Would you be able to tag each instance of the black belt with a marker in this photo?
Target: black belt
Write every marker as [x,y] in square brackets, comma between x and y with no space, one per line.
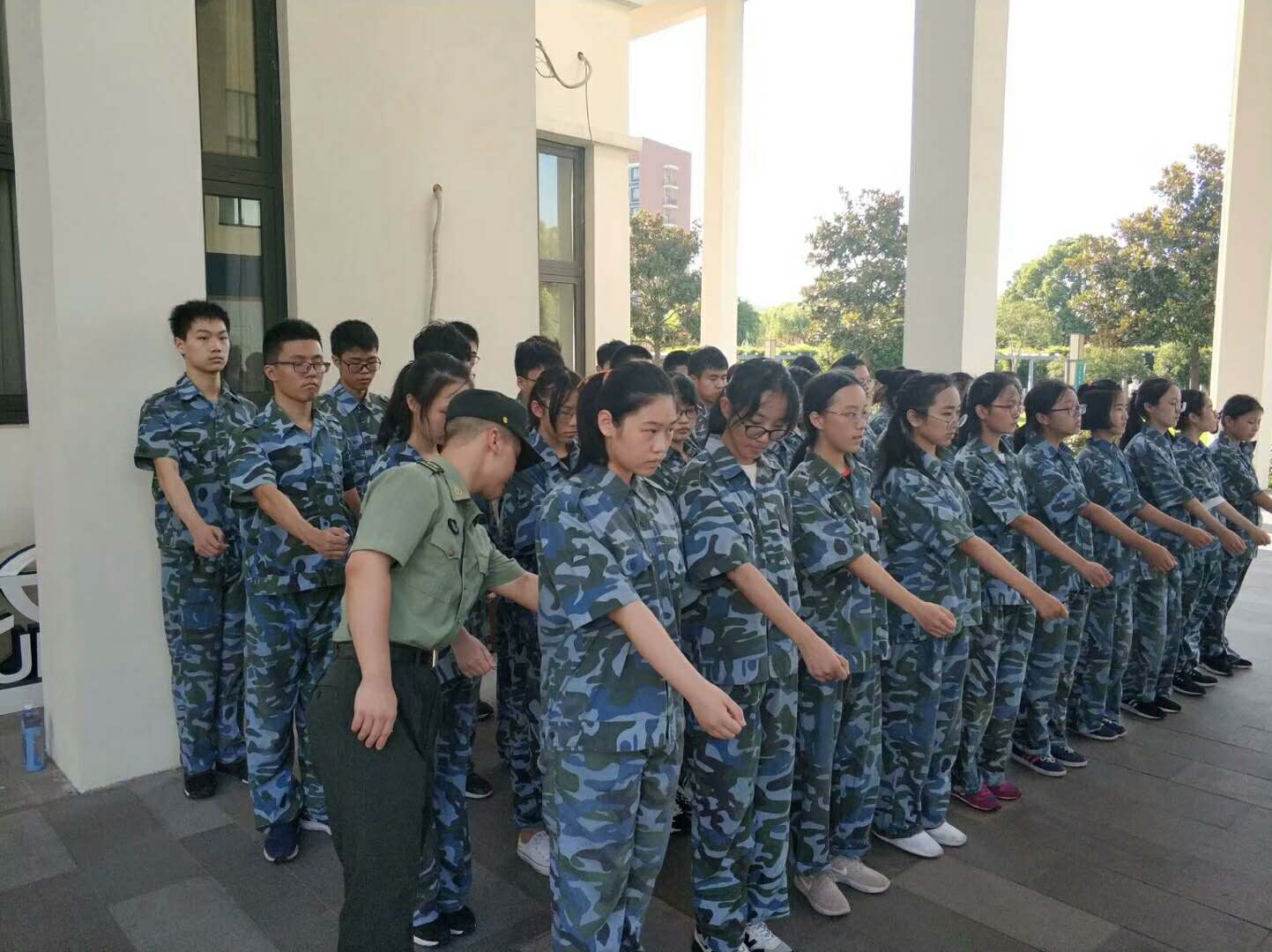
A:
[398,653]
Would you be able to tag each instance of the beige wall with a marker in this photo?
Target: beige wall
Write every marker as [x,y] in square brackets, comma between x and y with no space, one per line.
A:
[600,29]
[382,100]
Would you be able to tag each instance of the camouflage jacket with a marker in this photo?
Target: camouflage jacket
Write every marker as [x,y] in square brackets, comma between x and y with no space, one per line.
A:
[999,498]
[1110,482]
[729,524]
[310,470]
[361,420]
[602,545]
[181,424]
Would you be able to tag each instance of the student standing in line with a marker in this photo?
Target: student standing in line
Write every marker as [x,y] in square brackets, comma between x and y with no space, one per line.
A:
[746,636]
[931,553]
[289,467]
[1159,620]
[838,737]
[1232,450]
[612,587]
[1096,700]
[999,645]
[355,347]
[183,438]
[554,407]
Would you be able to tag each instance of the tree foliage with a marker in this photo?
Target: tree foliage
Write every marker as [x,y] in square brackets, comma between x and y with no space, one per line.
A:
[856,301]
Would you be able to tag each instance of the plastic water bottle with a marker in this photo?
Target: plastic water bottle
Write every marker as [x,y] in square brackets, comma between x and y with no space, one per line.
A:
[33,739]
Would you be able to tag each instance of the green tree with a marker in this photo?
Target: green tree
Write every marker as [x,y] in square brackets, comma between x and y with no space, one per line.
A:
[858,298]
[666,283]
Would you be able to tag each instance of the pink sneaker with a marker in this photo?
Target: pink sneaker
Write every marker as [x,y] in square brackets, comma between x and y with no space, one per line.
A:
[1007,791]
[982,800]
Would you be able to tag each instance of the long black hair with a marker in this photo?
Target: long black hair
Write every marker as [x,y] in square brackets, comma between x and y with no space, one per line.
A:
[1150,392]
[1039,400]
[621,390]
[897,446]
[985,390]
[424,378]
[746,392]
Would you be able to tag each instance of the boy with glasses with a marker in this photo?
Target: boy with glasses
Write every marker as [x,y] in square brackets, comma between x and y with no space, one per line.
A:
[290,470]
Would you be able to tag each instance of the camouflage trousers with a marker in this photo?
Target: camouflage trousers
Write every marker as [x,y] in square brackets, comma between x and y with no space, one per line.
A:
[519,630]
[836,785]
[1105,647]
[204,613]
[287,651]
[447,869]
[922,725]
[1200,592]
[741,796]
[609,817]
[998,654]
[1157,630]
[1214,640]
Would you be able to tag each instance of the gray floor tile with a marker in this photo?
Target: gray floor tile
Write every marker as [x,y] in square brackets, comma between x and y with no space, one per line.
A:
[189,914]
[31,851]
[1007,906]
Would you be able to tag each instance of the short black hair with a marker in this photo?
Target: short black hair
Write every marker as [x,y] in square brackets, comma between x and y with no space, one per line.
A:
[534,352]
[443,338]
[184,315]
[675,358]
[706,359]
[607,350]
[353,335]
[285,332]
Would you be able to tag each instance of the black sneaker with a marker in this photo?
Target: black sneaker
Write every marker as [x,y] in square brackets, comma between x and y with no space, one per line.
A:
[1185,685]
[431,934]
[461,923]
[201,785]
[1143,709]
[477,788]
[1217,665]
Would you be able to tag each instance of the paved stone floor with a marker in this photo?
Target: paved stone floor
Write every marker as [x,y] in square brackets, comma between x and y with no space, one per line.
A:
[1163,843]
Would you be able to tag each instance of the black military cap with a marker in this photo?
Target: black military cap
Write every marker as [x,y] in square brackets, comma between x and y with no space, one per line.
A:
[494,406]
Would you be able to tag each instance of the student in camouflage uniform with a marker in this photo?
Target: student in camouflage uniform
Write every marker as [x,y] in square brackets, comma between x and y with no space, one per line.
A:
[611,590]
[1159,619]
[1000,643]
[421,561]
[744,636]
[355,347]
[183,438]
[289,469]
[1242,487]
[934,554]
[554,406]
[838,736]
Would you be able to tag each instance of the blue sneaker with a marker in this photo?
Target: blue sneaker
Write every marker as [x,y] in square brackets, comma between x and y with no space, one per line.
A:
[283,842]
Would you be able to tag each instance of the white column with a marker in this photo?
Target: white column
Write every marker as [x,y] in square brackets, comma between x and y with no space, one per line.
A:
[723,175]
[956,183]
[1243,349]
[109,221]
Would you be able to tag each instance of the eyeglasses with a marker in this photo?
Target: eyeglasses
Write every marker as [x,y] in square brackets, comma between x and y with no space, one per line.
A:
[304,367]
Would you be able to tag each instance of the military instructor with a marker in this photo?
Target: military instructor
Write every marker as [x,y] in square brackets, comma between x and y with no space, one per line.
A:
[419,562]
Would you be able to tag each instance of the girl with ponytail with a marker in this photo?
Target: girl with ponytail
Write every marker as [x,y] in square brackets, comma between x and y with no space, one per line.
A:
[612,573]
[842,597]
[1000,642]
[1159,613]
[934,554]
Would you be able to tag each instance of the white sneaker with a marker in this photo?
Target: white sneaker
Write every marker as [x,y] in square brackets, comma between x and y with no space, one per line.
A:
[855,874]
[948,835]
[919,845]
[758,938]
[537,852]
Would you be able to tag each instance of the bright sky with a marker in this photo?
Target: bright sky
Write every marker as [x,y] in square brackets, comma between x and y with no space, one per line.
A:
[1100,96]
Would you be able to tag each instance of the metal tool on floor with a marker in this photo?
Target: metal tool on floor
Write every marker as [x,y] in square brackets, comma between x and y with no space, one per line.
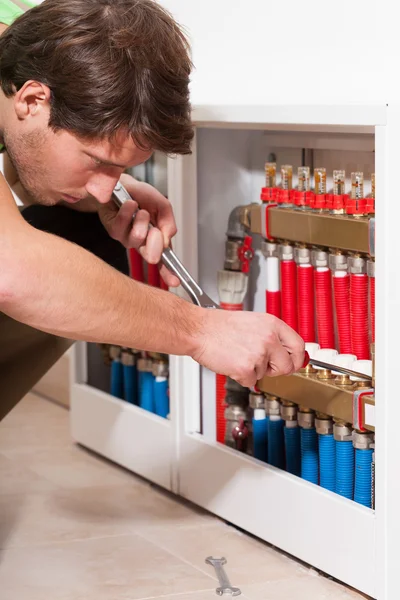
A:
[171,261]
[224,583]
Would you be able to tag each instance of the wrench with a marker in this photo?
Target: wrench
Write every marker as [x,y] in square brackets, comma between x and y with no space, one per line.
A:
[224,583]
[171,261]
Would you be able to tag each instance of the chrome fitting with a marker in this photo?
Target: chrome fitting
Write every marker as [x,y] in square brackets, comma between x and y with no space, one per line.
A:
[363,441]
[342,432]
[269,249]
[286,252]
[319,258]
[302,256]
[356,265]
[338,262]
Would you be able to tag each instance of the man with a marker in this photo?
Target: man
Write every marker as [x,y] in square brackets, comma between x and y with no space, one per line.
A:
[88,89]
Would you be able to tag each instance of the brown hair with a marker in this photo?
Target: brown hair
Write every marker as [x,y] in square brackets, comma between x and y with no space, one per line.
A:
[110,65]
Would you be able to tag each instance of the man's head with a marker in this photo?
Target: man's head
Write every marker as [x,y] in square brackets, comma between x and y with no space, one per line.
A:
[90,87]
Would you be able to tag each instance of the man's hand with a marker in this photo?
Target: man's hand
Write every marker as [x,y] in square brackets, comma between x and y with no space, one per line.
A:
[246,346]
[155,209]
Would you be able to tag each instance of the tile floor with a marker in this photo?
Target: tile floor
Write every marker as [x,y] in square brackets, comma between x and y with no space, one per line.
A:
[75,527]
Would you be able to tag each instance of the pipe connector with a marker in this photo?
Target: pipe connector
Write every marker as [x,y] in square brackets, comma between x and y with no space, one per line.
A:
[232,287]
[270,250]
[357,265]
[338,262]
[342,432]
[319,258]
[302,256]
[363,441]
[286,252]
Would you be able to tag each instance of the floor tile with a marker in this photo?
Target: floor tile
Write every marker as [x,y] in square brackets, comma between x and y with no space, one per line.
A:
[248,561]
[118,568]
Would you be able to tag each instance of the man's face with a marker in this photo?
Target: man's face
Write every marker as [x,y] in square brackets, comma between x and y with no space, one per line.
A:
[59,167]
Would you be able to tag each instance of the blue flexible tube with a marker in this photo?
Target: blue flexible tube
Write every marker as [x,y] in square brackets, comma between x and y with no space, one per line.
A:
[345,469]
[292,450]
[327,462]
[260,439]
[146,391]
[117,379]
[309,455]
[161,397]
[276,444]
[130,384]
[363,477]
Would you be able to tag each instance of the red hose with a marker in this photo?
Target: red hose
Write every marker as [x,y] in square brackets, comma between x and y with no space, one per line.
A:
[305,293]
[136,264]
[220,388]
[359,315]
[324,306]
[372,306]
[153,275]
[273,303]
[341,289]
[289,293]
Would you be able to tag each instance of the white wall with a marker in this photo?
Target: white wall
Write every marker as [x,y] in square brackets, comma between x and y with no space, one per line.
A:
[288,51]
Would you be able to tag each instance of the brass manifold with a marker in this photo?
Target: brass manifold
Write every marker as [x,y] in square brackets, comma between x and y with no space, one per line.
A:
[323,392]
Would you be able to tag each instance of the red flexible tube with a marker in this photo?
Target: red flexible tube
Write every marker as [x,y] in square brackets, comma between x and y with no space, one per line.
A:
[273,303]
[372,306]
[324,306]
[341,288]
[289,293]
[136,264]
[305,293]
[153,276]
[359,315]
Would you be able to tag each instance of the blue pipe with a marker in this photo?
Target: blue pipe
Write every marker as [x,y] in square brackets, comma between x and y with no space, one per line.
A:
[161,397]
[363,477]
[117,379]
[146,391]
[292,450]
[260,439]
[276,444]
[309,455]
[130,384]
[327,461]
[345,469]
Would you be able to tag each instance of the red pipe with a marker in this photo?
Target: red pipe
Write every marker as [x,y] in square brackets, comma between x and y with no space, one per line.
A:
[273,303]
[341,288]
[359,315]
[136,264]
[324,306]
[305,293]
[289,293]
[372,306]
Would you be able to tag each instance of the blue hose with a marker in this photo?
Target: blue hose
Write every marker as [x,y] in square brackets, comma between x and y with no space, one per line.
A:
[327,462]
[130,384]
[309,455]
[260,439]
[363,477]
[292,450]
[345,469]
[117,379]
[146,391]
[161,397]
[276,445]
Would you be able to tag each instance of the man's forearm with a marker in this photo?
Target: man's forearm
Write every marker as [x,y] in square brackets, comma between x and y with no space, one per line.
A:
[58,287]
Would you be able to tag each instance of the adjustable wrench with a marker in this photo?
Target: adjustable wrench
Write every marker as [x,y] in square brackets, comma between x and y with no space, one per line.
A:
[171,261]
[224,583]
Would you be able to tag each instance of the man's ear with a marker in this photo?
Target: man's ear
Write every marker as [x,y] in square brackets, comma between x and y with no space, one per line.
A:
[32,100]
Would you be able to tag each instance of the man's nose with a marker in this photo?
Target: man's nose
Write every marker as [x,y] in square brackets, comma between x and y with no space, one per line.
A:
[102,187]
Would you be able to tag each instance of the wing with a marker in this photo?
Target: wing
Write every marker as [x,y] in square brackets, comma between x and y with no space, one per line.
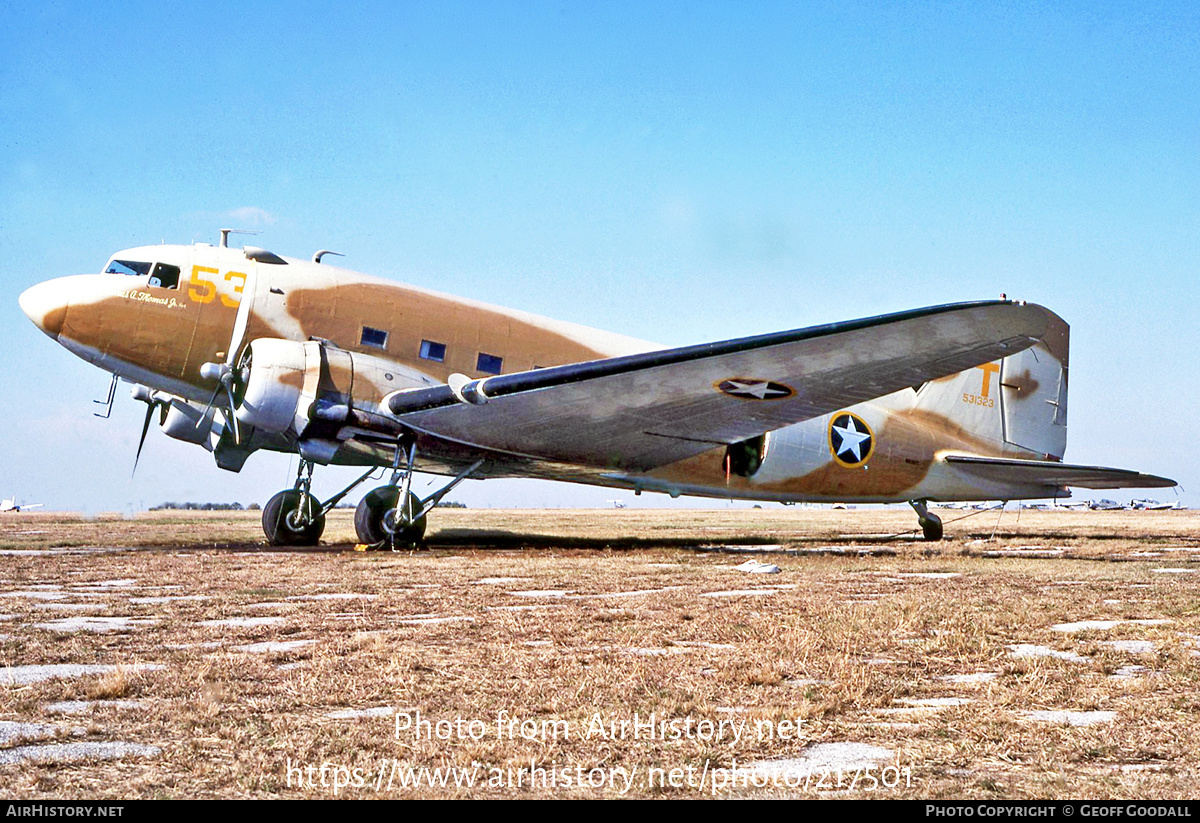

:: Your instructions ::
From the entries above, return each line with the word "paved" in it.

:: Worked solution ::
Would you be able to tag each instance of the paved stone floor with a marker in this photo?
Target: paved stone floor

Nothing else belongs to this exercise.